__CONSIGNES__
- 1) Recopiez le passage du texte sur Rapayet et les Wayuu compris entre « Dans la Colombie » et « plus pour mourir. », ces deux segments inclus.
- 2) Poursuivez le texte sur Rapayet et les Wayuu à la suite de sa dernière phrase.

──────── TEXTE

Dans la Colombie reculée des années 60, Rapayet souhaite épouser la belle Zaida. Mais la dot exigée par la communauté Wayuu à laquelle elle appartient dépasse ses modestes moyens. Pour faire fortune, le jeune homme se lance dans le trafic de drogue.

Une danse endiablée pour commencer, séance de lutte et leçon de séduction. La femme ouvre ses ailes pour que reculent ses prétendants. Les traditions sont respectées. Mais dans cette région isolée, des oiseaux de passage deviennent de mauvais augures. Anticommunistes, les hippies américains sèment les graines du capitalisme. La marijuana se substitue au café. L’herbe folle attise les esprits. Argent, vanité et convoitise enveniment les âmes, les étouffant telle l’étreinte du serpent. Dans cette histoire de la violence, la guerre est déclarée. Les frères d’hier sont les ennemis d’aujourd’hui. Les oiseaux ne se cachent plus pour mourir.

────────────────
──────── JEU DE DONNÉES

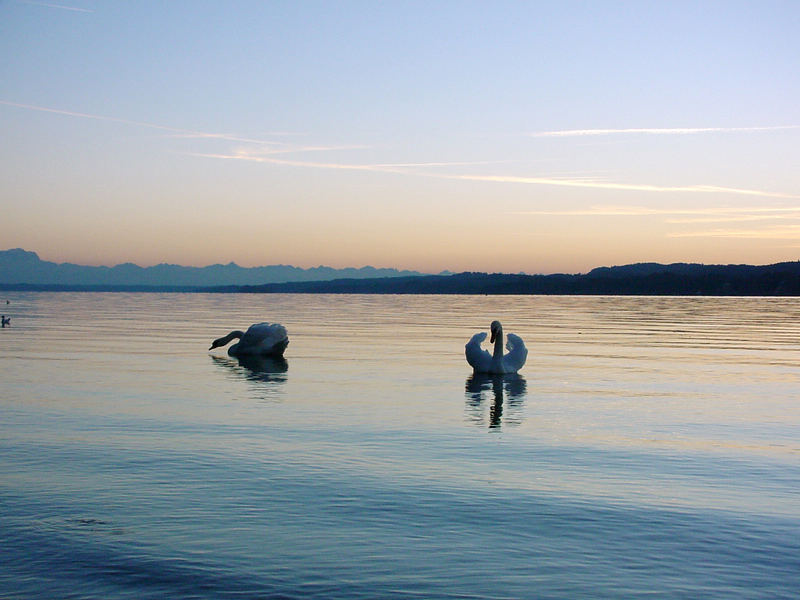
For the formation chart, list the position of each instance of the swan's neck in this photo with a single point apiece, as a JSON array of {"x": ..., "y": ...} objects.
[
  {"x": 233, "y": 335},
  {"x": 498, "y": 344}
]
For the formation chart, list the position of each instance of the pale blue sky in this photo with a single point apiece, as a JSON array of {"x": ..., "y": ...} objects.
[{"x": 518, "y": 136}]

────────────────

__RÉPONSES PAR CONSIGNE__
- 1)
Dans la Colombie reculée des années 60, Rapayet souhaite épouser la belle Zaida. Mais la dot exigée par la communauté Wayuu à laquelle elle appartient dépasse ses modestes moyens. Pour faire fortune, le jeune homme se lance dans le trafic de drogue.

Une danse endiablée pour commencer, séance de lutte et leçon de séduction. La femme ouvre ses ailes pour que reculent ses prétendants. Les traditions sont respectées. Mais dans cette région isolée, des oiseaux de passage deviennent de mauvais augures. Anticommunistes, les hippies américains sèment les graines du capitalisme. La marijuana se substitue au café. L’herbe folle attise les esprits. Argent, vanité et convoitise enveniment les âmes, les étouffant telle l’étreinte du serpent. Dans cette histoire de la violence, la guerre est déclarée. Les frères d’hier sont les ennemis d’aujourd’hui. Les oiseaux ne se cachent plus pour mourir.

- 2)
Invitation au voyage. Entre tragédie grecque et fresque ethnologique, le film, basé sur des faits réels, chante la naissance des cartels colombiens. Malgré son exotisme et ses longueurs, le discours est limpide, quasi-programmatique. La caméra cadre et enferme ses corrompus dans leur malheur. Avec le temps, la parole est oubliée au profit des armes, voitures, vêtements et logements neufs. Mirage au milieu du désert, une villa digne du Corbusier. Dans ce néant, le luxe se transforme en bunker, prison dorée prête à exploser.